-- START Given passage --

Centimenity St (i.e. City Sentiment)

Intro

Here we are looking at how the sentiments of tweets varies across US cities. No large geographic trends are apparent, but there do appear to be some local patterns in the positivity and negativity of tweets. The information here represents a snapshot in time from 139 cities in the United States. We only sampled 30 tweets from each city due to restrictions of the Twitter aplication program interface (API), so our sample sizes are relatively small. Also, since we only sampled at max 3 cities from each state, some geographic areas didn’t get as much coverage as others. A prime example of this is the east-coast v.s. the west-coast. There are 14 states bordering the Atlantic Ocean while only 3 bordering the Pacific, so we sampled many more cities on the east-coast than the west-coast. It would be interesting to both increase the sample size of each city (at least 100 tweets per city), the number of cities included, and the time window.

Process Overview

We chose 1 to 3 of the largest cities from each state (and the District of Columbia) excluding Alaska and Hawaii. We used the us.cities data set from the maps package to select our cities. For some states only 1 or 2 cities were chosen because there weren’t any other cities in that state large enough to make it into the dataset. In total we looked at 139 US cities. In each of these cities we looked at the 30 most recently posted (as of our search time) tweets. Since the cities are spread across different timezones, we grabbed tweets at different global times depending on the city’s timezones so that all the tweets come from roughly similar locale times. For example, if we compared east coast tweets at 12 pm EST time to west coast tweets at 12 pm EST, we would have to take into account that the west coast tweeters were posting at 9 am (and maybe they just got into work and are a little stressed) while the east coast tweeters are posting at 12 pm (and perhaps happily eating lunch). Thus we categorized cities by their Greenwhich Mean Time (GMT) offset using the GeoNames API and the geonames package. Check out http://www.geonames.org/ and https://cran.r-project.org/web/packages/geonames/geonames.pdf for more information.

-- END Given passage --

# Challenge 1:
State how many lines of the entries contain the string "green", counting only matches in the same case.
The text above has nothing to do with the entries that come after it.

-- START Records --

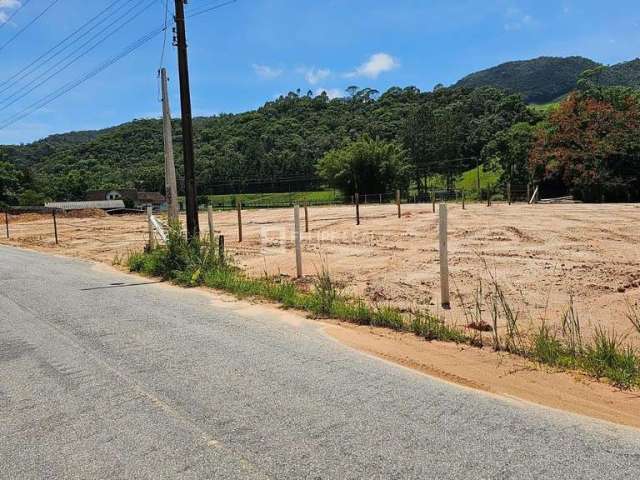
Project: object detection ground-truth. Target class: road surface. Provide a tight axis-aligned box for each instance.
[0,247,640,480]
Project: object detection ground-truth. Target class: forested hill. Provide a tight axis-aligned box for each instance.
[0,87,531,199]
[456,57,600,103]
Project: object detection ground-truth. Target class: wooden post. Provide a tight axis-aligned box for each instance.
[236,200,242,242]
[438,203,449,308]
[51,208,59,245]
[207,205,215,245]
[293,203,302,278]
[147,205,154,250]
[218,235,224,263]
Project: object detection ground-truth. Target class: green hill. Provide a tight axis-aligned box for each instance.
[454,57,600,103]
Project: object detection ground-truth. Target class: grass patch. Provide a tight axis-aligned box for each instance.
[126,228,640,389]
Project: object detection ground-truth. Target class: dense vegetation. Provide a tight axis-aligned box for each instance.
[456,57,640,103]
[0,57,640,204]
[0,87,534,201]
[456,57,599,103]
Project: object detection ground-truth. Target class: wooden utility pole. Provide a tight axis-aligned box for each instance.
[175,0,200,240]
[160,68,178,224]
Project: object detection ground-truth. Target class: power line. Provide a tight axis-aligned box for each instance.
[187,0,238,18]
[0,0,123,93]
[0,26,164,130]
[0,0,60,52]
[0,0,156,109]
[0,0,31,30]
[158,0,169,70]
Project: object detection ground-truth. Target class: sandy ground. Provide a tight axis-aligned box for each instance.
[0,204,640,345]
[5,204,640,428]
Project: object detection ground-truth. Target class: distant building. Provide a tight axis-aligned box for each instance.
[44,200,124,210]
[86,188,166,207]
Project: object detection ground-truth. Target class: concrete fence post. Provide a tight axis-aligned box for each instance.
[236,200,242,243]
[293,203,302,278]
[147,205,155,250]
[207,205,215,245]
[438,203,450,308]
[51,208,59,245]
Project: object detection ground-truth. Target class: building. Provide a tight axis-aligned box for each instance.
[86,188,166,208]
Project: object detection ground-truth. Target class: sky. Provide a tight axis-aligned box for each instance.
[0,0,640,144]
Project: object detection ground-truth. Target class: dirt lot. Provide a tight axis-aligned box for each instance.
[0,204,640,344]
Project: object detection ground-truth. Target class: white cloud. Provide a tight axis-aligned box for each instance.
[345,53,400,78]
[252,63,284,80]
[314,88,344,100]
[297,67,331,85]
[504,8,536,32]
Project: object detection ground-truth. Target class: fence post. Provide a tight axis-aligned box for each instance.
[207,205,214,245]
[236,200,242,242]
[218,235,224,263]
[147,205,154,250]
[293,203,302,278]
[438,203,450,308]
[51,208,59,245]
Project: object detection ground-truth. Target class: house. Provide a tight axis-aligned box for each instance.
[86,188,166,208]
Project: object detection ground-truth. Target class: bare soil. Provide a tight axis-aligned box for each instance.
[0,204,640,345]
[5,204,640,428]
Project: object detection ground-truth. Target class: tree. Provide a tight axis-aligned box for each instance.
[317,136,411,196]
[482,122,535,185]
[529,88,640,201]
[0,161,20,205]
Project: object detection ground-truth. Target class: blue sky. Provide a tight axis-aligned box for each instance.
[0,0,640,144]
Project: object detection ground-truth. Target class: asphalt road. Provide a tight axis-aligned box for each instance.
[0,247,640,480]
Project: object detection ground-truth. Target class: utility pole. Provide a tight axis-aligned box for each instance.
[175,0,200,240]
[160,68,178,224]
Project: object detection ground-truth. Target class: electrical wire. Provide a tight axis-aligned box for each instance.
[0,0,31,30]
[158,0,169,70]
[187,0,238,18]
[0,0,156,109]
[0,0,123,93]
[0,26,164,130]
[0,0,60,52]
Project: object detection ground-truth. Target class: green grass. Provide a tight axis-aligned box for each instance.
[180,190,344,207]
[126,228,640,389]
[456,165,500,192]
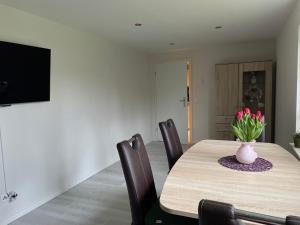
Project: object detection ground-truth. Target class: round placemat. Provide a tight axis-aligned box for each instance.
[218,155,273,172]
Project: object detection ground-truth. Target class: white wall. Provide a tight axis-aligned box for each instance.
[150,40,276,142]
[0,5,152,224]
[275,1,300,147]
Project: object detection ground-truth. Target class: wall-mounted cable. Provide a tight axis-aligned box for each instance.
[0,127,18,202]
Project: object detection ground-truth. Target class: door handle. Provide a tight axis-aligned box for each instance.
[179,97,186,107]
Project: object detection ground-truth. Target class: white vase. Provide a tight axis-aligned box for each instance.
[235,142,257,164]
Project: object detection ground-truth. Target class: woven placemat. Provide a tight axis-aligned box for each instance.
[218,155,273,172]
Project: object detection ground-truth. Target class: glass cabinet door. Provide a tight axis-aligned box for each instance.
[242,71,266,115]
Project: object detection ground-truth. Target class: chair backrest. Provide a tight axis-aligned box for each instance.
[117,134,157,225]
[198,199,300,225]
[159,119,183,170]
[285,216,300,225]
[198,199,243,225]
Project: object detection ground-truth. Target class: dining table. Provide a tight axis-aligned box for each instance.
[160,140,300,221]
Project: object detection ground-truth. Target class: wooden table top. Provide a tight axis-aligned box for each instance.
[160,140,300,218]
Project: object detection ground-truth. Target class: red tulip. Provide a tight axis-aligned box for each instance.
[244,107,251,114]
[235,111,243,121]
[256,111,262,118]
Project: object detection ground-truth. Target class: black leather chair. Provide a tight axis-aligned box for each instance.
[159,119,183,170]
[198,199,300,225]
[117,134,198,225]
[198,200,243,225]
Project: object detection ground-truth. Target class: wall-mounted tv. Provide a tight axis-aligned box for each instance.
[0,41,51,105]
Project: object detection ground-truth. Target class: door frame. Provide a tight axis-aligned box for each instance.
[153,57,193,144]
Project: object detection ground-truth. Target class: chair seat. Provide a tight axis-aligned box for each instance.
[145,200,199,225]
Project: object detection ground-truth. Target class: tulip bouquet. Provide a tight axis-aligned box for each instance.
[231,107,265,142]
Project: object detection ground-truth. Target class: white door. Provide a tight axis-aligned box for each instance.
[155,60,188,144]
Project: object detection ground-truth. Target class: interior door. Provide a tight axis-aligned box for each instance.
[155,60,188,144]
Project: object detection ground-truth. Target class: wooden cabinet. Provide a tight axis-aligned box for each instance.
[215,61,274,142]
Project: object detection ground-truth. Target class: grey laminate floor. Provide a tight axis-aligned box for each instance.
[11,142,187,225]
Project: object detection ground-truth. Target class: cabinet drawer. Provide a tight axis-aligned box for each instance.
[216,131,234,141]
[216,116,234,124]
[216,123,232,132]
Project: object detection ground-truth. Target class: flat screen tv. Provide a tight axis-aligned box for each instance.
[0,41,51,106]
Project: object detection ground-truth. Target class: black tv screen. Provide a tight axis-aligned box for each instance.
[0,41,51,105]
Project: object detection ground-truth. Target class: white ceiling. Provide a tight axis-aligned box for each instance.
[0,0,295,52]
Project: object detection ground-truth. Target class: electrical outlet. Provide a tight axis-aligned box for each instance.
[3,191,18,202]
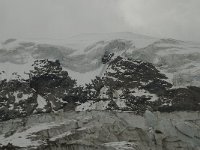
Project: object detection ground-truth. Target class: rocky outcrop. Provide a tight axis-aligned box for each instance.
[0,111,200,150]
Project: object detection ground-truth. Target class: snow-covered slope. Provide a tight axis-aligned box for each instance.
[0,33,200,87]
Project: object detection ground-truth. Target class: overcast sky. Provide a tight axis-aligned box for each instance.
[0,0,200,41]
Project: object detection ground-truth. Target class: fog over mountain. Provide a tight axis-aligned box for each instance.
[0,0,200,41]
[0,0,200,150]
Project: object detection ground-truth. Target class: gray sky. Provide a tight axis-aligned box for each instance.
[0,0,200,41]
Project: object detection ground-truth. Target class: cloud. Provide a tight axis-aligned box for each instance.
[0,0,200,41]
[120,0,200,40]
[0,0,128,38]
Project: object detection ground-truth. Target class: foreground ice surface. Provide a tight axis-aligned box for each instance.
[0,111,200,150]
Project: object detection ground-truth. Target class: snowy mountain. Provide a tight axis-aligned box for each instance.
[0,33,200,150]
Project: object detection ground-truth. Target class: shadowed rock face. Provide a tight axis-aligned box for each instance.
[0,56,200,121]
[0,111,200,150]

-- END Records --

# Challenge 2:
Decide whether each statement agrees with the text on city tweet sentiment, and answer yes or no for each one, quoting the words from that text that settle it: (a) Tweets were gathered from 139 US cities. (b) Alaska and Hawaii were among the states sampled. (c) At least 100 tweets were collected from each city.

# Exercise answer 1:
2

# Exercise answer 2:
(a) Yes: "In total we looked at 139 US cities."
(b) No: "excluding Alaska and Hawaii"
(c) No: "We only sampled 30 tweets from each city"